Provided data
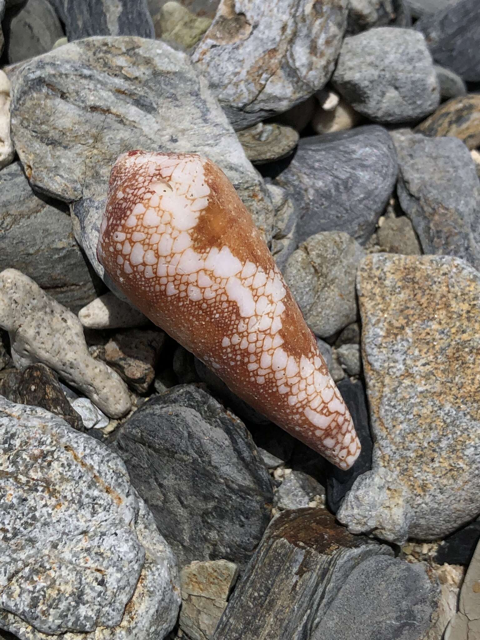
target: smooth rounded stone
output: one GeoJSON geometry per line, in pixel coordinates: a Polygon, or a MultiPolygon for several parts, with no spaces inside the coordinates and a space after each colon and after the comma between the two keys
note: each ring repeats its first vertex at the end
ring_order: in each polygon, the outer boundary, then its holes
{"type": "Polygon", "coordinates": [[[452,98],[415,127],[416,133],[458,138],[469,149],[480,147],[480,94],[452,98]]]}
{"type": "Polygon", "coordinates": [[[365,255],[343,232],[312,236],[287,262],[285,279],[305,321],[327,337],[356,319],[356,268],[365,255]]]}
{"type": "Polygon", "coordinates": [[[396,134],[394,140],[399,200],[423,252],[455,255],[479,269],[480,183],[468,149],[454,138],[396,134]]]}
{"type": "Polygon", "coordinates": [[[299,242],[319,231],[345,231],[363,244],[375,230],[397,173],[390,136],[370,125],[302,138],[275,182],[298,210],[299,242]]]}
{"type": "Polygon", "coordinates": [[[250,162],[263,164],[285,157],[298,142],[298,132],[284,125],[259,122],[237,134],[250,162]]]}
{"type": "Polygon", "coordinates": [[[440,102],[425,38],[410,29],[379,27],[346,38],[332,82],[356,111],[375,122],[415,122],[440,102]]]}
{"type": "Polygon", "coordinates": [[[451,69],[467,82],[478,82],[480,11],[477,0],[460,0],[438,10],[419,20],[415,28],[425,36],[438,65],[451,69]]]}
{"type": "Polygon", "coordinates": [[[480,512],[480,275],[449,256],[377,253],[357,287],[372,465],[337,516],[397,543],[445,537],[480,512]]]}
{"type": "Polygon", "coordinates": [[[45,364],[110,417],[129,410],[125,383],[92,357],[77,316],[15,269],[0,273],[0,326],[10,334],[17,369],[45,364]]]}
{"type": "Polygon", "coordinates": [[[180,602],[175,557],[118,456],[1,397],[0,442],[1,628],[22,640],[164,637],[180,602]]]}
{"type": "Polygon", "coordinates": [[[180,385],[136,411],[115,447],[180,566],[194,559],[245,566],[273,496],[238,418],[196,385],[180,385]]]}
{"type": "Polygon", "coordinates": [[[208,157],[269,241],[274,211],[265,184],[185,54],[158,40],[90,38],[34,58],[15,83],[12,135],[27,177],[70,203],[76,237],[100,277],[97,244],[110,170],[125,149],[208,157]]]}
{"type": "Polygon", "coordinates": [[[68,42],[90,36],[155,38],[147,0],[49,0],[68,42]]]}
{"type": "Polygon", "coordinates": [[[311,640],[423,640],[440,595],[436,577],[425,563],[367,558],[347,577],[311,640]]]}
{"type": "Polygon", "coordinates": [[[221,0],[192,60],[241,131],[326,84],[346,18],[346,0],[221,0]]]}
{"type": "Polygon", "coordinates": [[[64,36],[60,21],[47,0],[28,0],[9,20],[8,61],[19,62],[49,51],[64,36]]]}
{"type": "Polygon", "coordinates": [[[83,423],[65,397],[58,378],[43,364],[32,364],[0,374],[0,396],[18,404],[40,406],[63,418],[74,429],[83,431],[83,423]]]}
{"type": "Polygon", "coordinates": [[[9,267],[74,312],[103,286],[90,273],[70,216],[34,193],[18,162],[0,172],[0,271],[9,267]]]}

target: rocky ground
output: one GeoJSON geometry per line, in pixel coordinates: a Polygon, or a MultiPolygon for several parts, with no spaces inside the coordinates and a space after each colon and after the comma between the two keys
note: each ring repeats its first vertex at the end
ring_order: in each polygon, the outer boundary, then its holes
{"type": "Polygon", "coordinates": [[[478,0],[0,17],[0,637],[479,640],[478,0]],[[115,295],[95,248],[137,148],[235,186],[348,471],[115,295]]]}

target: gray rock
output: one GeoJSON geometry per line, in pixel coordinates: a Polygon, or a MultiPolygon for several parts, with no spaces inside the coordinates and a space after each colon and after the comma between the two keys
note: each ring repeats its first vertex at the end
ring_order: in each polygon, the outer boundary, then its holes
{"type": "Polygon", "coordinates": [[[285,279],[316,335],[326,337],[356,319],[356,268],[365,252],[342,232],[312,236],[289,259],[285,279]]]}
{"type": "Polygon", "coordinates": [[[180,566],[224,559],[244,567],[273,494],[237,418],[201,388],[176,387],[133,413],[116,448],[180,566]]]}
{"type": "MultiPolygon", "coordinates": [[[[442,0],[444,1],[444,0],[442,0]]],[[[449,3],[416,22],[425,36],[433,60],[467,81],[480,81],[478,33],[480,12],[477,0],[449,3]]]]}
{"type": "Polygon", "coordinates": [[[355,111],[376,122],[419,120],[440,102],[425,38],[410,29],[379,27],[346,38],[332,81],[355,111]]]}
{"type": "Polygon", "coordinates": [[[184,54],[159,41],[87,38],[24,65],[14,94],[13,137],[29,180],[70,203],[76,236],[100,277],[96,250],[110,170],[130,149],[207,156],[269,240],[273,209],[263,180],[184,54]]]}
{"type": "Polygon", "coordinates": [[[397,179],[390,136],[376,125],[303,138],[276,179],[298,210],[299,242],[319,231],[345,231],[364,244],[375,230],[397,179]]]}
{"type": "Polygon", "coordinates": [[[70,216],[36,195],[19,163],[0,172],[0,271],[21,269],[76,312],[103,286],[75,239],[70,216]]]}
{"type": "Polygon", "coordinates": [[[68,42],[90,36],[155,38],[147,0],[49,0],[68,42]]]}
{"type": "Polygon", "coordinates": [[[241,131],[326,84],[346,19],[346,0],[221,0],[192,60],[241,131]]]}
{"type": "Polygon", "coordinates": [[[425,253],[456,255],[480,268],[480,183],[454,138],[396,135],[397,191],[425,253]]]}
{"type": "Polygon", "coordinates": [[[337,516],[399,543],[444,538],[480,512],[480,275],[457,258],[377,253],[357,286],[374,444],[337,516]]]}
{"type": "Polygon", "coordinates": [[[12,63],[49,51],[63,29],[47,0],[28,0],[9,21],[7,55],[12,63]]]}
{"type": "Polygon", "coordinates": [[[423,640],[435,620],[440,586],[424,563],[367,558],[353,569],[311,640],[423,640]]]}
{"type": "Polygon", "coordinates": [[[0,627],[22,640],[163,637],[179,609],[175,558],[122,461],[1,397],[0,440],[0,627]]]}

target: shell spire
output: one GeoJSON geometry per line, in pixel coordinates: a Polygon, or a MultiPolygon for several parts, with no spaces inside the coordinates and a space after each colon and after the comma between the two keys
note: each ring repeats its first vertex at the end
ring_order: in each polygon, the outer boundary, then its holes
{"type": "Polygon", "coordinates": [[[340,468],[353,464],[348,410],[219,167],[196,154],[120,156],[97,255],[127,298],[232,391],[340,468]]]}

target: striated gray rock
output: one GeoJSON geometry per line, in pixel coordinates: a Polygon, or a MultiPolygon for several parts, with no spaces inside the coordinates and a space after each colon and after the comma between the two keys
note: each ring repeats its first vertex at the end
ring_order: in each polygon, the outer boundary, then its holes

Exercise task
Write out all the items above again, leaving out the pictures, with "outer boundary" changed to "exterior ring" everywhere it appears and everything else kept the same.

Task response
target: smooth rounded stone
output: one GeoJSON geometry per line, in pixel coordinates: a Polygon, or a MultiPolygon for several parts, with no spaces inside the coordinates and a space after each colon and after the comma between the two keys
note: each ring repeats its first vertex at the end
ring_order: in each polygon, the exterior ring, then its holes
{"type": "Polygon", "coordinates": [[[452,98],[415,127],[416,133],[458,138],[469,149],[480,147],[480,94],[452,98]]]}
{"type": "Polygon", "coordinates": [[[365,255],[343,232],[312,236],[287,262],[285,279],[305,321],[327,337],[356,319],[356,268],[365,255]]]}
{"type": "Polygon", "coordinates": [[[396,134],[394,140],[399,200],[423,252],[455,255],[479,269],[480,183],[468,149],[454,138],[396,134]]]}
{"type": "Polygon", "coordinates": [[[299,242],[319,231],[345,231],[363,244],[375,230],[397,173],[390,136],[370,125],[302,138],[275,182],[298,210],[299,242]]]}
{"type": "Polygon", "coordinates": [[[250,162],[263,164],[285,157],[298,142],[298,132],[284,125],[259,122],[237,134],[250,162]]]}
{"type": "Polygon", "coordinates": [[[440,102],[425,38],[410,29],[379,27],[346,38],[332,82],[356,111],[375,122],[415,122],[440,102]]]}
{"type": "Polygon", "coordinates": [[[451,69],[467,82],[478,82],[480,11],[477,0],[460,0],[438,10],[419,20],[415,28],[425,36],[438,65],[451,69]]]}
{"type": "Polygon", "coordinates": [[[480,512],[480,275],[449,256],[377,253],[357,287],[372,465],[337,516],[397,543],[445,537],[480,512]]]}
{"type": "Polygon", "coordinates": [[[45,364],[110,417],[129,410],[125,383],[92,357],[77,316],[15,269],[0,273],[0,326],[10,334],[17,369],[45,364]]]}
{"type": "Polygon", "coordinates": [[[180,602],[175,557],[118,456],[1,397],[0,442],[1,628],[22,640],[164,637],[180,602]]]}
{"type": "Polygon", "coordinates": [[[180,385],[136,411],[115,447],[180,566],[194,559],[245,566],[273,496],[238,418],[196,385],[180,385]]]}
{"type": "Polygon", "coordinates": [[[208,157],[269,241],[274,211],[265,184],[185,54],[158,40],[90,38],[34,58],[15,83],[12,135],[27,177],[70,203],[76,237],[100,277],[97,244],[110,170],[125,149],[208,157]]]}
{"type": "Polygon", "coordinates": [[[68,42],[90,36],[155,38],[147,0],[49,0],[68,42]]]}
{"type": "Polygon", "coordinates": [[[311,640],[423,640],[440,595],[436,577],[425,563],[367,558],[347,577],[311,640]]]}
{"type": "Polygon", "coordinates": [[[221,0],[192,60],[241,131],[326,84],[346,18],[346,0],[221,0]]]}
{"type": "Polygon", "coordinates": [[[64,36],[60,21],[47,0],[28,0],[9,20],[8,61],[19,62],[49,51],[64,36]]]}
{"type": "Polygon", "coordinates": [[[83,423],[65,397],[58,378],[43,364],[32,364],[0,374],[0,396],[18,404],[40,406],[63,418],[74,429],[83,431],[83,423]]]}
{"type": "Polygon", "coordinates": [[[9,267],[74,312],[103,286],[90,273],[70,216],[34,193],[18,162],[0,172],[0,271],[9,267]]]}

target: rocky ground
output: one GeoJSON geometry per line, in pixel coordinates: a Polygon, or a MultiPolygon for several parts, with no spaces inside the coordinates and a space after each colon and after the comma between the two keys
note: each ring repeats its first vertex at the end
ring_order: in each polygon, the exterior ring, then its holes
{"type": "Polygon", "coordinates": [[[478,0],[0,17],[0,637],[479,640],[478,0]],[[115,295],[95,248],[137,148],[235,186],[348,471],[115,295]]]}

target: gray rock
output: one GeoJSON geometry per line, in pixel coordinates: a Polygon, or a MultiPolygon for several parts, with no spaces inside the coordinates and a space after each colon and after the comma between the two keys
note: each ring repeats its first vertex at the end
ring_order: in each polygon, the exterior ring, then its holes
{"type": "Polygon", "coordinates": [[[285,279],[316,335],[326,337],[356,319],[356,268],[365,252],[342,232],[312,236],[289,259],[285,279]]]}
{"type": "Polygon", "coordinates": [[[180,566],[224,559],[244,567],[273,494],[237,418],[201,388],[176,387],[133,413],[116,448],[180,566]]]}
{"type": "MultiPolygon", "coordinates": [[[[442,0],[444,1],[444,0],[442,0]]],[[[449,3],[416,22],[425,36],[433,60],[467,81],[480,81],[478,33],[480,12],[477,0],[449,3]]]]}
{"type": "Polygon", "coordinates": [[[355,111],[376,122],[419,120],[440,102],[425,38],[410,29],[379,27],[346,38],[332,81],[355,111]]]}
{"type": "Polygon", "coordinates": [[[184,54],[159,41],[87,38],[24,65],[14,94],[13,137],[29,180],[70,203],[76,236],[100,277],[96,250],[110,170],[130,149],[207,156],[269,240],[273,209],[263,180],[184,54]]]}
{"type": "Polygon", "coordinates": [[[397,179],[390,136],[376,125],[303,138],[276,179],[298,210],[299,242],[319,231],[345,231],[364,244],[375,230],[397,179]]]}
{"type": "Polygon", "coordinates": [[[70,216],[36,195],[19,163],[0,172],[0,271],[21,269],[76,312],[103,286],[75,239],[70,216]]]}
{"type": "Polygon", "coordinates": [[[68,42],[90,36],[155,38],[147,0],[49,0],[68,42]]]}
{"type": "Polygon", "coordinates": [[[241,131],[326,84],[346,19],[346,0],[221,0],[192,60],[241,131]]]}
{"type": "Polygon", "coordinates": [[[425,253],[456,255],[480,268],[480,183],[454,138],[396,135],[397,191],[425,253]]]}
{"type": "Polygon", "coordinates": [[[337,516],[399,543],[444,538],[480,512],[480,275],[457,258],[377,253],[357,286],[374,444],[337,516]]]}
{"type": "Polygon", "coordinates": [[[12,63],[49,51],[63,29],[47,0],[28,0],[9,21],[7,55],[12,63]]]}
{"type": "Polygon", "coordinates": [[[423,640],[435,620],[440,586],[424,563],[367,558],[353,569],[311,640],[423,640]]]}
{"type": "Polygon", "coordinates": [[[0,627],[22,640],[163,637],[179,609],[175,558],[122,461],[1,397],[0,440],[0,627]]]}

target: shell spire
output: one GeoJSON geometry per line, in pixel coordinates: a Polygon, or a MultiPolygon for several parts, with no spaces inside the coordinates and a space after each colon and after the comma between the two keys
note: each ring repeats its first vertex at the end
ring_order: in each polygon, the exterior ring, then its holes
{"type": "Polygon", "coordinates": [[[340,468],[353,464],[348,410],[219,167],[196,154],[120,156],[97,255],[127,298],[232,391],[340,468]]]}

target: striated gray rock
output: one GeoJSON geometry per line, in pixel coordinates: a Polygon, or a MultiPolygon for several parts, with no spaces inside the coordinates and a space after each colon and after the comma between the two keys
note: each ring repeats its first vertex at the end
ring_order: in each polygon, the exterior ring, then its holes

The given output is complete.